**WHAT IS REQUIRED**
Write out, exactly as they appear, only the lines running from the line with "Exercise. Locate the gray aircraft" to the final line of the listing; include both.

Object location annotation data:
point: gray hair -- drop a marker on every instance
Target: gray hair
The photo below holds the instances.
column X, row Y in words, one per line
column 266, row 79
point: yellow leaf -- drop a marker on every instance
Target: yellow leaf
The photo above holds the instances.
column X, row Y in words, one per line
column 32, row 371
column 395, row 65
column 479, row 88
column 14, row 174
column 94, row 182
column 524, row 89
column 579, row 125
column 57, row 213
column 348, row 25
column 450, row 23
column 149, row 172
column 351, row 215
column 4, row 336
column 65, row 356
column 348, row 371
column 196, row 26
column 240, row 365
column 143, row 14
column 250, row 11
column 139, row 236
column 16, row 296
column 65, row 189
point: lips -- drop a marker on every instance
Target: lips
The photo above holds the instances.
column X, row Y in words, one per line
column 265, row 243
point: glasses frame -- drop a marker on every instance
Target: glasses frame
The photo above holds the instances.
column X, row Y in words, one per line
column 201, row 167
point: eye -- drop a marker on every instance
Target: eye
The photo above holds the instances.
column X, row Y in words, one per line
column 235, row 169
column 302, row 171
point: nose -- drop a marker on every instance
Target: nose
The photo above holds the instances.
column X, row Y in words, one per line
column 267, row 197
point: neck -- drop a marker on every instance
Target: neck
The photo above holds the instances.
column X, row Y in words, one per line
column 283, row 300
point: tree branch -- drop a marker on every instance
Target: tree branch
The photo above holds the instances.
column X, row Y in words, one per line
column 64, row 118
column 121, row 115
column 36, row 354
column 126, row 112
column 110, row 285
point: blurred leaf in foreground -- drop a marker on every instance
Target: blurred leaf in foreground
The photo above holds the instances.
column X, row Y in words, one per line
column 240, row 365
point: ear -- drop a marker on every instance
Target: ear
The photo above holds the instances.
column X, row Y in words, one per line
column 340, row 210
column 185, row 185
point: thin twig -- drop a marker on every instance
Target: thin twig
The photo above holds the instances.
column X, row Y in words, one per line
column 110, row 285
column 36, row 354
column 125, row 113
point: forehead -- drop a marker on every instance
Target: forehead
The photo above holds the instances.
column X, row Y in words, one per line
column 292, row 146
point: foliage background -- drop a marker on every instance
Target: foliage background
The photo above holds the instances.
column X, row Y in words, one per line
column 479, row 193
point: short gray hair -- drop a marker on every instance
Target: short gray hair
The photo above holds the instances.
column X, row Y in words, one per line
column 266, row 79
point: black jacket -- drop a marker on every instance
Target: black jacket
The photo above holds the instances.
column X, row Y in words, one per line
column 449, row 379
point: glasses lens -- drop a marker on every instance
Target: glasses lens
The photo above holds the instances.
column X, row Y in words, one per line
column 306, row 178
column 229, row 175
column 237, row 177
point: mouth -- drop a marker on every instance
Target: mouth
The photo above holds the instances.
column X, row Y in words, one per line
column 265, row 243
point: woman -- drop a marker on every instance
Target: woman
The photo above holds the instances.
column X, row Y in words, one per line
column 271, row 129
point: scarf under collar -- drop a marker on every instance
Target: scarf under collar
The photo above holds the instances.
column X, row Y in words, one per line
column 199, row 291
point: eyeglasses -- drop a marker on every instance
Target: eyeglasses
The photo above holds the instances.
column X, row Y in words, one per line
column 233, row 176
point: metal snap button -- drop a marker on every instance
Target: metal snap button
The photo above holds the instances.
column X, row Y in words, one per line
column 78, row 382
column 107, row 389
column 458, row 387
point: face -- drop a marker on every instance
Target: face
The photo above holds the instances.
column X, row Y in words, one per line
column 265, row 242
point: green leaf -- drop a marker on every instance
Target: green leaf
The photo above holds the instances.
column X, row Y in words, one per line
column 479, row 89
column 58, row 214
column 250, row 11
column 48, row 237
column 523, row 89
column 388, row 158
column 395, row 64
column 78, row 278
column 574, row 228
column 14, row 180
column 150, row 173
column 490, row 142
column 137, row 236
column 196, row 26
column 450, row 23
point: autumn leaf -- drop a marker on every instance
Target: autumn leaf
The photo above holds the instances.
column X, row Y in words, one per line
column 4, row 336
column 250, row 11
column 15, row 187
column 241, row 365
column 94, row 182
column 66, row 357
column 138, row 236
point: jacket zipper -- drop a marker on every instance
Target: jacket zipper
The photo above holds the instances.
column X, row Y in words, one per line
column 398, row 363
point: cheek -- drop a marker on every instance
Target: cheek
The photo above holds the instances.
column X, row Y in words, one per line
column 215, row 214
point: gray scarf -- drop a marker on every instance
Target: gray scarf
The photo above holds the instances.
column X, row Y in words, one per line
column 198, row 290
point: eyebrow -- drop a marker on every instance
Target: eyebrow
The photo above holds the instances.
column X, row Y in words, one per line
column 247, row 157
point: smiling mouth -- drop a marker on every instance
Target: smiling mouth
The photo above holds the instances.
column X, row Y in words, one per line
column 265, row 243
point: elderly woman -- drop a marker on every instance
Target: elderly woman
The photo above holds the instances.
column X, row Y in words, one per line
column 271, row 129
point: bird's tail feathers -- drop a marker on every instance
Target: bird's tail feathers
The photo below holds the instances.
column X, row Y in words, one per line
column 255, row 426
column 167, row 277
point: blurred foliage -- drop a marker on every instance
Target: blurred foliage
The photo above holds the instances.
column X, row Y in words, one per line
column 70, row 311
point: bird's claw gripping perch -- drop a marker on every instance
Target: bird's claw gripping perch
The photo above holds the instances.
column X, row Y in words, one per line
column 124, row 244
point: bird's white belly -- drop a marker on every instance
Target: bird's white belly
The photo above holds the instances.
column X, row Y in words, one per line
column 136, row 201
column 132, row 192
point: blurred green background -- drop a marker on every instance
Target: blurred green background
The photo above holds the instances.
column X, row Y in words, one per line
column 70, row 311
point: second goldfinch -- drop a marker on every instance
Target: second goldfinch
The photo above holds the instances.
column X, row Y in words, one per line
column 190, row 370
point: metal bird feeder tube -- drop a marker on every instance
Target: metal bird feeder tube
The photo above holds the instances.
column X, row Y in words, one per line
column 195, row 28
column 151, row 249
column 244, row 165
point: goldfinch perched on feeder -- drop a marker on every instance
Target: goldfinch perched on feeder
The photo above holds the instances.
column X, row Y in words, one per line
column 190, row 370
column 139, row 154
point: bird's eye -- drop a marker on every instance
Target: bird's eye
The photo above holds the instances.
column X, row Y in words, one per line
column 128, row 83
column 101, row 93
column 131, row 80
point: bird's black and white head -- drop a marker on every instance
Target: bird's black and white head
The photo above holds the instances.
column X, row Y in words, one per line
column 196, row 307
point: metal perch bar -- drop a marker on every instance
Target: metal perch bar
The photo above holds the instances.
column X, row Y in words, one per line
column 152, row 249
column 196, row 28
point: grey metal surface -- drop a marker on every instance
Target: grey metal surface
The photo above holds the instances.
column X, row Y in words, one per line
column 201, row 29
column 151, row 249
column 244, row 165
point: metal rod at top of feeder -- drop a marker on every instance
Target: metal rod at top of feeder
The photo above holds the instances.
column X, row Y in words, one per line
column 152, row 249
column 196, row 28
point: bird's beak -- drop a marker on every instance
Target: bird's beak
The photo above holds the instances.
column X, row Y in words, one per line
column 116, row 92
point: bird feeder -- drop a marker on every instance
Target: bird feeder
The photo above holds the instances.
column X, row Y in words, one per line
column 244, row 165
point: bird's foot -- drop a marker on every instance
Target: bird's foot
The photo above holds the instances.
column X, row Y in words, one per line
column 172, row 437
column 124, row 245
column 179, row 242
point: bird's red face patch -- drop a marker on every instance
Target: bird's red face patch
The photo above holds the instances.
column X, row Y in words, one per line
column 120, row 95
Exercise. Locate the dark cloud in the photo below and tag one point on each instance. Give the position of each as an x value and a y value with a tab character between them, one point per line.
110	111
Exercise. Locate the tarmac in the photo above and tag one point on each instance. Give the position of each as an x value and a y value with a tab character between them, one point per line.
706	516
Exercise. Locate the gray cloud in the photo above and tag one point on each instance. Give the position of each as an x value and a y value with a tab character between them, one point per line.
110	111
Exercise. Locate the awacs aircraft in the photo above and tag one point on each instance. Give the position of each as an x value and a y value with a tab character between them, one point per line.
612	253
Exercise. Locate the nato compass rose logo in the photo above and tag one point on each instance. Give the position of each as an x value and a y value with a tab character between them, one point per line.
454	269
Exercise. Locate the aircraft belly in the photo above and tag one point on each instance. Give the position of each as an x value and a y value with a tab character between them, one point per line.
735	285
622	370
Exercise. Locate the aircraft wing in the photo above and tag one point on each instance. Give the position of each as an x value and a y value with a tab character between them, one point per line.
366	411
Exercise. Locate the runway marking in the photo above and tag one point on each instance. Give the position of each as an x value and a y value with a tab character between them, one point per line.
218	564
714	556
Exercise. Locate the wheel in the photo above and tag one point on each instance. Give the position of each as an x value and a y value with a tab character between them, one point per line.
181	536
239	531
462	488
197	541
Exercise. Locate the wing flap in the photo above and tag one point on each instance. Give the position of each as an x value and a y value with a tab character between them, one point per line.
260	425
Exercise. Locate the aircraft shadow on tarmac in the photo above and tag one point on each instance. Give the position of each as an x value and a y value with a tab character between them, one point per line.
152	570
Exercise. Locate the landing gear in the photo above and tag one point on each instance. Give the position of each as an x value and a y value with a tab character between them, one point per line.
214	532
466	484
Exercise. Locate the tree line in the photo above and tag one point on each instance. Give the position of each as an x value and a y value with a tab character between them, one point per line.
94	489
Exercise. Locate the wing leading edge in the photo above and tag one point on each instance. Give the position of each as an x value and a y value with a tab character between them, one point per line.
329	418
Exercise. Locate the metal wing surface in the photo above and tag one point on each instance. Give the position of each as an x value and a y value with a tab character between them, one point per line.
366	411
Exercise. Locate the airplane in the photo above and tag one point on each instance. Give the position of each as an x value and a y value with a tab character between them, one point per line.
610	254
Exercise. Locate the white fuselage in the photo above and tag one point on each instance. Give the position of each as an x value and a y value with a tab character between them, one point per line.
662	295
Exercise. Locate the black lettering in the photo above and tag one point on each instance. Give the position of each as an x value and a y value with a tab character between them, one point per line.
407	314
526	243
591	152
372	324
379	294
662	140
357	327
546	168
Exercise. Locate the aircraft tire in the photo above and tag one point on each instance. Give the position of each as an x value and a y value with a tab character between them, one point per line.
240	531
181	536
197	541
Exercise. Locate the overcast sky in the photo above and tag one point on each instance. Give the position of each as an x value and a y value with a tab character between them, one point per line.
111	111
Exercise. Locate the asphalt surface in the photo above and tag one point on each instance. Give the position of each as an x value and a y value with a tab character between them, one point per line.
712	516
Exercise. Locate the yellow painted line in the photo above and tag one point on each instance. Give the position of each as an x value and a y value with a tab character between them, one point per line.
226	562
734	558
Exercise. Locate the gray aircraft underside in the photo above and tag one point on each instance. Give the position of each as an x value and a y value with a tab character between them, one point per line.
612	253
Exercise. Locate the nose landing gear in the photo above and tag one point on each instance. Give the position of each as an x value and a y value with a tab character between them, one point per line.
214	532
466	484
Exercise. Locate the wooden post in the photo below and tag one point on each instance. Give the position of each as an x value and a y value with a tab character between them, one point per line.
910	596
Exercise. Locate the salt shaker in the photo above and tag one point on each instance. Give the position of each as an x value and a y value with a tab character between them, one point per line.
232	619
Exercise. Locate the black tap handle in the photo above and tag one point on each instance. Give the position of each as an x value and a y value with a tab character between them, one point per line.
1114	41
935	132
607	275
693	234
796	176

**SOLUTION TO THIS PROBLEM**
Exercise. Locate the gray aircraft underside in the photo above and tag one point on each instance. Give the position of each as an x value and a y value with a tab character between them, one point per line.
612	253
Exercise. Locate the nose landing gear in the photo above and tag one point on each instance. Give the position of each as an x value and a y value with a tab character between them, one point per line.
214	532
466	484
Exercise. Locate the wooden post in the photo below and tag one point on each instance. Give the position of each as an x value and a y value with a tab character between them, one point per line.
910	596
Exercise. Locate the salt shaker in the photo above and tag one point on each instance. Give the position of each as an x value and a y value with a tab character between them, one point per line.
232	619
Exercise. Locate the black tap handle in the photo above and tag one point on each instance. Give the position of each as an x value and a y value with a tab character between them, one point per line.
1114	41
935	132
607	275
693	234
796	176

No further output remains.